## 文本段落
Passage au crible n°102

COP19Source: Chaos International

2013年11月11日至23日聯合國氣候變遷綱要公約(UNFCCC) 第19屆締約國大會 (COP19) 暨京都議定書第九屆締約國大會 (CMP 9) 在波蘭首都華沙召開。此為史上第一次,在官方正式會議還沒結束之前,國際重要非政府組織聯合抵制會議並離開大會會場。

歷史回顧
理論框架
案例分析
參考資料

歷史回顧

1992 年里約高峰會後,由153國共同簽署UNFCCC,並建立了「共同但有差異原則」。里約高峰會準備期間,可以觀察到非政府組織積極參與其中。當中許多國際組織更企圖直接影響政府決策。1997年各國在UNFCCC的基礎上簽署了京都議定書(Kyoto Protocol)。此份議定書是目前國際上唯一具有法律約束力並賦予已開發國家義務的規範。然而,美國在2001年以實行議定書將會大幅傷害美國經濟為由,拒絕通過議定書。該議定書在2005年俄羅斯簽署後開始生效,時效到2012年12月31日。因此,在2005年後,各國展開後京都談判。2007年於巴厘島第十三屆會議(COP13)上各國簽署通過「巴厘路線圖」(Bali Road Map),約定在2009年哥本哈根會議上完成後京都談判。然而,哥本哈根會議並未帶來任何實質成果。2010年德班會議上通過在UNFCC下建立一個附屬機構:「德班平台增強行動特別工作小組-」(Ad Hoc Working Group on the Durban Platform for Enhanced Action)。此工作小組任務為促成一個具法律效應且能獲得共識的新公約。同一時間,也建立了一項特別金融機制「綠色氣候基金」(Green Climate Fund)。作用在將資金從先進國家轉移至最脆弱的國家。目前,針對建立一個獲得普遍共識協議的日程表被推遲到2015年完成,並於2020年以後生效。然而,2012年的多哈會議,只僅將京都議定書效力延期到2020年。

2013年,在波蘭會議召開之前,幾個重要工業國家公開宣稱不會加入京都議定書第二期的二氧化碳減排承諾。在此邏輯之下,澳大利亞宣布放棄徵收碳稅制度。日本則宣稱儘管之前承諾減量25%,但由於福島核災影響,至2020年前日本二氧化碳排放將會上升3,8%。談判過程中,美國、澳大利亞與加拿大企圖修改共同但有差異原則,在公平性與條約基礎下改變不同國家間分擔的義務。此外,這些國家更強烈反對建立「損害與賠償機制(les pertes et les dommages),此立場導致中國與77國集團憤而離開會場表達抗議。最終,有鑑於會議結果將是不具生產力與效率,包含了國際樂施會(Oxfam international)、綠色和平組織(Greenpeace)與世界自然基金會(WWF)等大型國際非政府組織,在2013年11月21日星期四,官方會議還沒有結束前,宣布撤退出本屆氣候談判會場。

## 記錄資料
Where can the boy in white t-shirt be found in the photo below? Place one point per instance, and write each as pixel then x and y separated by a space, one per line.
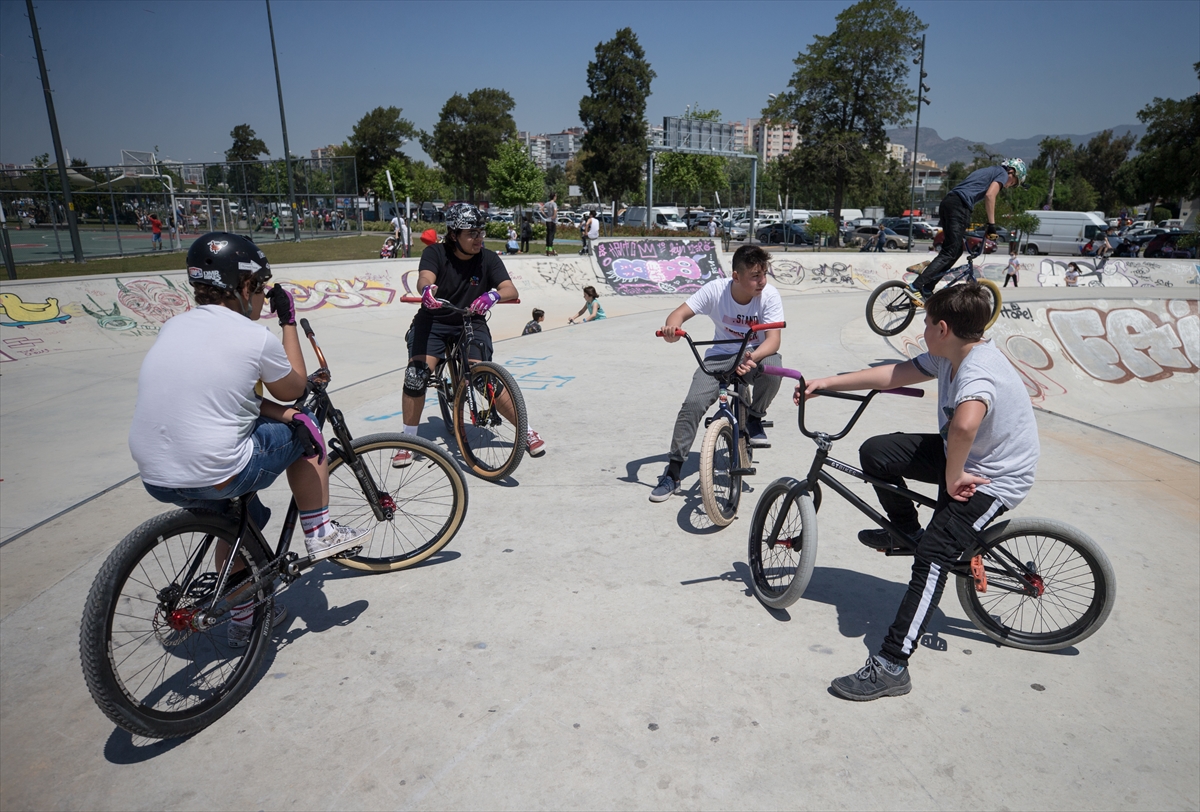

## 練習目標
請把華沙氣候大會那段文字重寫一遍,從含有「COP19Source: Chaos International」的字句開始,寫到「(CMP 9) 在波蘭首都華沙召開。此為史上第一次,在官方正式會議還沒結束之前,國際重要非政府組織聯合抵制會議並離開大會會場。」為止,並將其中的「華沙」換成「Warszawa」。

## 參考答案
COP19Source: Chaos International

2013年11月11日至23日聯合國氣候變遷綱要公約(UNFCCC) 第19屆締約國大會 (COP19) 暨京都議定書第九屆締約國大會 (CMP 9) 在波蘭首都Warszawa召開。此為史上第一次,在官方正式會議還沒結束之前,國際重要非政府組織聯合抵制會議並離開大會會場。